▸ TRY IT: Take the line with "</instance>" and all lines after it, through the end of the records below, and repeat them exactly.

▸ MATERIAL PROVIDED:
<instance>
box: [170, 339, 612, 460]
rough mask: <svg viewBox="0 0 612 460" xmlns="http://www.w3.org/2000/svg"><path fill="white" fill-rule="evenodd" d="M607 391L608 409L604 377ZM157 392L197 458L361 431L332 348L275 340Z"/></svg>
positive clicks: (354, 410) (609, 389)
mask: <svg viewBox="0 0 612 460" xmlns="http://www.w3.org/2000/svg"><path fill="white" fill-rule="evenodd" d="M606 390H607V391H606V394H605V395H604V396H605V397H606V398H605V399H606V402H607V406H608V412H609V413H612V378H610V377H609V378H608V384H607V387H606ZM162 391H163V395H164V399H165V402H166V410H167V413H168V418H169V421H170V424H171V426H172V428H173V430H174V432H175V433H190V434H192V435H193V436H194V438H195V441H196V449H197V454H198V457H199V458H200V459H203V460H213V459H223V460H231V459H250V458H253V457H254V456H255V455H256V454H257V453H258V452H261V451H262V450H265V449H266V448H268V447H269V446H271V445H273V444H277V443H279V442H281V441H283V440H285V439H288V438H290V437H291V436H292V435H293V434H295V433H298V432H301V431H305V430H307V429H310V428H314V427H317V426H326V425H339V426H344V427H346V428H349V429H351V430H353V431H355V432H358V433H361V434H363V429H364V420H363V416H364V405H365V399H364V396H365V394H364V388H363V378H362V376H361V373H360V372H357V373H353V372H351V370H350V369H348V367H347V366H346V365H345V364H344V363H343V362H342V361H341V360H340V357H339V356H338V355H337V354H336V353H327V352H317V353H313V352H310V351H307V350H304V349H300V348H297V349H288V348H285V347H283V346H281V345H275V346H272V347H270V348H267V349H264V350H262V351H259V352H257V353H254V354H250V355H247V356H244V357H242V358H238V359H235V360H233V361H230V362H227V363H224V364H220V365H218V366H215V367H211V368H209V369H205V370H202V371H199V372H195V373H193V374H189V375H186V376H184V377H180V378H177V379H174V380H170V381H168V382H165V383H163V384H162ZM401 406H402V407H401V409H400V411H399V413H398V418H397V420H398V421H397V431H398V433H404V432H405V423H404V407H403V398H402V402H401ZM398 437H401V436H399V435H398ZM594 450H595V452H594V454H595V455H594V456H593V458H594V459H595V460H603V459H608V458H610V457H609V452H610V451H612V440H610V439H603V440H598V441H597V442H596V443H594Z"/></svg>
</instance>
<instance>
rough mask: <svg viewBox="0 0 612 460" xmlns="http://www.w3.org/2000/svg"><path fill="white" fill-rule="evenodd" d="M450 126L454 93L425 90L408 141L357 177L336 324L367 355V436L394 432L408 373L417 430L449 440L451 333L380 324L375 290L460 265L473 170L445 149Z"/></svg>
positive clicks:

▸ RESULT OF THIS TASK:
</instance>
<instance>
rough mask: <svg viewBox="0 0 612 460" xmlns="http://www.w3.org/2000/svg"><path fill="white" fill-rule="evenodd" d="M450 126L454 93L425 90L408 141L357 177L336 324L367 355V436L394 432L408 373L417 430L449 440L451 333L380 324L375 290L460 265L473 170L445 149Z"/></svg>
positive clicks:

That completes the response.